(Natural-language object grounding data)
● ● ● ● ● ● ●
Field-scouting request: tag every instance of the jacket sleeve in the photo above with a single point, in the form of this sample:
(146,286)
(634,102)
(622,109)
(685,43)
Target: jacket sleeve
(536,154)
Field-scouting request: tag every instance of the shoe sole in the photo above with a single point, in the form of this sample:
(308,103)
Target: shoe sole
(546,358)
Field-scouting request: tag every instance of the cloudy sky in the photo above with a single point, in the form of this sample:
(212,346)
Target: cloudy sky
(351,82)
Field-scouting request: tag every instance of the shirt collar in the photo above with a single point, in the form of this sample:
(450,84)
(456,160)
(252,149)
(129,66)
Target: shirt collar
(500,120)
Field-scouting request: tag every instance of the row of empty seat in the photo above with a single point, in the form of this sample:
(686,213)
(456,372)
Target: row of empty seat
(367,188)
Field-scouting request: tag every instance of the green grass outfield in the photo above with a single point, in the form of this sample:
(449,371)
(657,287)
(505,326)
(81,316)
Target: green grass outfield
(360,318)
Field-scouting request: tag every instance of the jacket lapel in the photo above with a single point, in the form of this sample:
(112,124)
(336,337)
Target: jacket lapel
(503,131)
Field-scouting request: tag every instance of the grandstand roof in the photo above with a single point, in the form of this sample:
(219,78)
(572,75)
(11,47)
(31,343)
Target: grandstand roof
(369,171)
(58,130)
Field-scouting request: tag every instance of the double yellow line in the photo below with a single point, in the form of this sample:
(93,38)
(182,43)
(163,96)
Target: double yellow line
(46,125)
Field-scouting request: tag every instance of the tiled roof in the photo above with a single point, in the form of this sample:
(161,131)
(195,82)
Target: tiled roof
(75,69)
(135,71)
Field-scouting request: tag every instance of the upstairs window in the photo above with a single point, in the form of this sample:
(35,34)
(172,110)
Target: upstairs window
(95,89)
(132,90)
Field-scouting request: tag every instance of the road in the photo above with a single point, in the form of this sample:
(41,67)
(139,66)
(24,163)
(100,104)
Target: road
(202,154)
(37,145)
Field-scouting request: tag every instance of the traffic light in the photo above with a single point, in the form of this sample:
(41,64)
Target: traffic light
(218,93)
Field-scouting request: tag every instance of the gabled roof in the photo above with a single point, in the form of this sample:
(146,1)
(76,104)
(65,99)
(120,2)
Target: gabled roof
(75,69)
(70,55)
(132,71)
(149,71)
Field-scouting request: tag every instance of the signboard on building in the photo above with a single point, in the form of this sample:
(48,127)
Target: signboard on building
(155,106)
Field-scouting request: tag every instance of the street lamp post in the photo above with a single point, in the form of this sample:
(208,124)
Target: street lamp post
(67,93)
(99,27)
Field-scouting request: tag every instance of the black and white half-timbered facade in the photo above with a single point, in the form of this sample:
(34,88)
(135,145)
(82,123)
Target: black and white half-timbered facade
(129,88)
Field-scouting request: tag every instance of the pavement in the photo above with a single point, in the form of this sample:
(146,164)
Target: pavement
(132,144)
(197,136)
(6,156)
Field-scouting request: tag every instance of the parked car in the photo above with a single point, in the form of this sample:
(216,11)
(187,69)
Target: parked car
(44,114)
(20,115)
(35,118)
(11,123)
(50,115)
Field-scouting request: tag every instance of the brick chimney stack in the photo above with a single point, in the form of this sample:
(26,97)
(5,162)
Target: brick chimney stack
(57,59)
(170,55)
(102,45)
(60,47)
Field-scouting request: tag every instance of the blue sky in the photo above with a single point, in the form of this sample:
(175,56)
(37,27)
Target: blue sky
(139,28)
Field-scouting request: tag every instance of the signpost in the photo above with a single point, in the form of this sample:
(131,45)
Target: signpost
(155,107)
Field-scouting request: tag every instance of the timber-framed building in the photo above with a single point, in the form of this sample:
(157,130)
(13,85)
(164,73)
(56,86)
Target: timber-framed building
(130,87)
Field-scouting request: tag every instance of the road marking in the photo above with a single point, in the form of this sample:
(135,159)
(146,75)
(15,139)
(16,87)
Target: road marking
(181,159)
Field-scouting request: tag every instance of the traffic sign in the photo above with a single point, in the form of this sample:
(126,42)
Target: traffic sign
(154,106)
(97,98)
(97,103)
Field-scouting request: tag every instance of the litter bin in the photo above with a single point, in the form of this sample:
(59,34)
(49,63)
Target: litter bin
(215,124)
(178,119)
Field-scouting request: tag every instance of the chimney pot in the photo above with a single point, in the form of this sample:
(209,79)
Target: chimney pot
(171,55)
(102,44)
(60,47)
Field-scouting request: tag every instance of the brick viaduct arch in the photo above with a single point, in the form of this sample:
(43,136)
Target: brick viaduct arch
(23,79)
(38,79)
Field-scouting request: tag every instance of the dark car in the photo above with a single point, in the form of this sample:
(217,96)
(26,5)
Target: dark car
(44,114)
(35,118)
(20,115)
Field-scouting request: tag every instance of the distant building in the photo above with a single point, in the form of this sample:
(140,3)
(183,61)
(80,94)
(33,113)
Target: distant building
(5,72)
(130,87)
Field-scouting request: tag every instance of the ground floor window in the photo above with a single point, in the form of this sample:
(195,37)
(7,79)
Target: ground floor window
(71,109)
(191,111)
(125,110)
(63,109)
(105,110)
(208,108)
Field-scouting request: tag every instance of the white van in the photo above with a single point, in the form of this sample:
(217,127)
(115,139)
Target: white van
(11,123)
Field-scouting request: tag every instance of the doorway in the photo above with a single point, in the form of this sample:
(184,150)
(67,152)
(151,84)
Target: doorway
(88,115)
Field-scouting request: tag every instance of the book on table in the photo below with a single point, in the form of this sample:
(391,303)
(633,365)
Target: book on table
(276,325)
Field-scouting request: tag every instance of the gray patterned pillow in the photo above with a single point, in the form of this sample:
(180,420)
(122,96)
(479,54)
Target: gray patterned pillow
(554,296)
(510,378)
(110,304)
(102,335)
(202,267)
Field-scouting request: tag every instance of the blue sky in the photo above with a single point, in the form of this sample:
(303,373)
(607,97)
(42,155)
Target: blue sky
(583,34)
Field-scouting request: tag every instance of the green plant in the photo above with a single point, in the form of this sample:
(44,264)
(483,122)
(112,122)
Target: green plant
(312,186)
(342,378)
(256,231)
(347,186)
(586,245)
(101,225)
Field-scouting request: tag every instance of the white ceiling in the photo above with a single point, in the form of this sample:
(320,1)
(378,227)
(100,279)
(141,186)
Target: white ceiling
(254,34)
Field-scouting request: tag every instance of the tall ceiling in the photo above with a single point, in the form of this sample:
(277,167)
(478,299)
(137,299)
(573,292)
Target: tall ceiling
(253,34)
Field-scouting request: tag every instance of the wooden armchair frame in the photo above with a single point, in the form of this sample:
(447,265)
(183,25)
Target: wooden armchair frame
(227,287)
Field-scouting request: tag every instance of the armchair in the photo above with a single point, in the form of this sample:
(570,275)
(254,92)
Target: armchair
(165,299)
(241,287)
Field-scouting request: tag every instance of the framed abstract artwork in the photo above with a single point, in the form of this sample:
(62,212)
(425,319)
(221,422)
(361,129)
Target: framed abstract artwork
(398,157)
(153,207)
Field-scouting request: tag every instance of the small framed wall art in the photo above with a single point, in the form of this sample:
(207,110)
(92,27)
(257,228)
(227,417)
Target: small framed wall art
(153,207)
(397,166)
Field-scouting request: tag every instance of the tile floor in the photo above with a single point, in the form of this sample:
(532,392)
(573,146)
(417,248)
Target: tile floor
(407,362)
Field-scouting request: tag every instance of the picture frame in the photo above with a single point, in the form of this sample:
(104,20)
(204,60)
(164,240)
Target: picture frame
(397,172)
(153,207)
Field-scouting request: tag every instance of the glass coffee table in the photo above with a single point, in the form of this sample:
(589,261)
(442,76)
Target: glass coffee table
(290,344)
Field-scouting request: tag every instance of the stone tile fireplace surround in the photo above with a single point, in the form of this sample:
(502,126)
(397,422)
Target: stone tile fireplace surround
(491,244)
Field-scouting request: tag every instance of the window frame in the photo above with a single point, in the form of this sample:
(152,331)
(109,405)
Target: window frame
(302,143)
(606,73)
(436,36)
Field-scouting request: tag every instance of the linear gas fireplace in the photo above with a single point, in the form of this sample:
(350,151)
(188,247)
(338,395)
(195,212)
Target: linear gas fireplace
● ● ● ● ● ● ●
- _THE PROBLEM_: Report all lines in the records that include the string "below".

- _TASK RESPONSE_:
Field-scouting request: tag every instance of the double yellow line in the photo below with a single point, in the form of this sample:
Field-scouting request: tag every instance of the book on table in the photo below with a single point, in the form of this sample:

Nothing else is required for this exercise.